Each line of the entries below that includes "like" belongs in your answer.

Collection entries
◇ ◇ ◇

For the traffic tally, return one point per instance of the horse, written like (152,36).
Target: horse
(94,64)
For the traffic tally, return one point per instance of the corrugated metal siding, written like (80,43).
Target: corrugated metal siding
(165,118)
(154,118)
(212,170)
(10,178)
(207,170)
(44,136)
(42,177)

◇ ◇ ◇

__Answer for the task__
For the traffic tally, return one point per instance of the horse, written like (152,36).
For the traffic tally, return one point per instance of the corrugated metal siding, written like (80,43).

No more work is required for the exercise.